====== TASK INPUT ======
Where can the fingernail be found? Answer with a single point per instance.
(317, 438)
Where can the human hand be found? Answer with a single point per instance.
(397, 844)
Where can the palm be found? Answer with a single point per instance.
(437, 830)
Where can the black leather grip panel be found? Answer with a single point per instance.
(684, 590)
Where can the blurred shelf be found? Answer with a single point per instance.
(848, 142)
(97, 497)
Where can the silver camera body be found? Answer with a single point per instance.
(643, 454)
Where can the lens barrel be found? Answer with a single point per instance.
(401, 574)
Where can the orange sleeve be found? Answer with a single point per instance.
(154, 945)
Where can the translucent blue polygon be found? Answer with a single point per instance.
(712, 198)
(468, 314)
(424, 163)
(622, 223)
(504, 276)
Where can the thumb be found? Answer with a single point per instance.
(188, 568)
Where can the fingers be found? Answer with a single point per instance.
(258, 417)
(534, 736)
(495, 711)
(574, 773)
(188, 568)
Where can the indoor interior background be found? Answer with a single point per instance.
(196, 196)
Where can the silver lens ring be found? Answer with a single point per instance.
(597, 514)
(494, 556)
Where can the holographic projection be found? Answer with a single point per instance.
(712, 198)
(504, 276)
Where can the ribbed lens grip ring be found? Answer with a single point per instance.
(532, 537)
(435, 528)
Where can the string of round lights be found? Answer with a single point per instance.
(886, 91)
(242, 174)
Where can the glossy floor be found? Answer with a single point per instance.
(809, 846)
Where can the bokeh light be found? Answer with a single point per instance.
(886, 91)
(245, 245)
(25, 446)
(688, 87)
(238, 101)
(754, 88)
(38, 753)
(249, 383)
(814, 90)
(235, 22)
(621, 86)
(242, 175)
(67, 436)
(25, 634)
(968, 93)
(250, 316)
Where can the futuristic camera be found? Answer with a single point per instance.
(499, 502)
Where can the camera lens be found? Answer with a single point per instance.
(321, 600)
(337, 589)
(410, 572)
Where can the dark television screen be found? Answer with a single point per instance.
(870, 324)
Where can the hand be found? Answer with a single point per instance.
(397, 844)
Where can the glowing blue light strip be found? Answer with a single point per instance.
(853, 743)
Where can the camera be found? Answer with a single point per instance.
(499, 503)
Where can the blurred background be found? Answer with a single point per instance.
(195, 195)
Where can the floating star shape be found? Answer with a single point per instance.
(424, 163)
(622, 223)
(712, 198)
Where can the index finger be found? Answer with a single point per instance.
======
YOUR OBJECTIVE:
Reproduce every one of the items above word for word, with no changes.

SOLUTION TO THIS PROBLEM:
Where can the fingernail be found? Answer with a single point per instance.
(317, 438)
Where can the human hand be found? Answer with a single point per instance.
(397, 844)
Where can the palm be found? Answer with a single point per instance.
(437, 830)
Where can the black leather grip panel be found? Answer with a single point per instance.
(684, 590)
Where can the blurred shelf be found? Answer with a single point per instance.
(848, 142)
(97, 497)
Where can the silver camera body be found? Answer with a single point per instance.
(643, 454)
Where can the lens barrel be found? Answer with a single point per instance.
(401, 574)
Where can the orange sleeve be found? Answer with a single point per instance.
(154, 945)
Where can the translucent blue polygon be found? Answer with a single point per instance.
(712, 198)
(468, 314)
(424, 163)
(622, 223)
(504, 276)
Where can the thumb be found? Answer with a single point per instance.
(188, 568)
Where can the fingers be found? Answer with a single point per instance.
(258, 417)
(534, 736)
(495, 711)
(574, 773)
(188, 568)
Where can the indoor interior background be found? Answer with a single point per instance.
(196, 196)
Where can the silver lens ring be found? Answer with a single point per instance.
(597, 514)
(494, 556)
Where can the holographic projection be found? Answer with a single point per instance.
(712, 198)
(504, 276)
Where can the ribbed lens grip ring be found? Answer with a single point per instance.
(532, 537)
(435, 528)
Where can the string of round lights be found? Answer with a single point per instance.
(886, 91)
(242, 174)
Where can the glossy floor be found? Answer with a single point per instance.
(809, 846)
Where can the bokeh light be found? Answer with a single point per instance.
(886, 91)
(245, 245)
(25, 446)
(688, 87)
(238, 101)
(754, 88)
(38, 753)
(249, 383)
(814, 90)
(235, 22)
(621, 86)
(242, 175)
(67, 436)
(25, 634)
(968, 93)
(250, 316)
Where can the futuristic camera be found? Answer with a single point per instance.
(499, 502)
Where can the camera lens be found? Answer with a single point per instance.
(321, 600)
(337, 589)
(410, 572)
Where can the dark television screen be found? Answer with a single point per instance.
(870, 324)
Where can the hand be found? Answer with a single point per instance.
(397, 844)
Where can the glowing blue light strip be found? Answer with a single point per instance.
(853, 743)
Where can the camera be found? Answer with a single point per instance.
(499, 503)
Where can the blurred background be found? Answer with a single point per instance.
(195, 195)
Where can the floating star shape be found? Answer with a single point per instance.
(424, 163)
(622, 223)
(712, 198)
Where can the index finger be found? Answer with a single point per instance.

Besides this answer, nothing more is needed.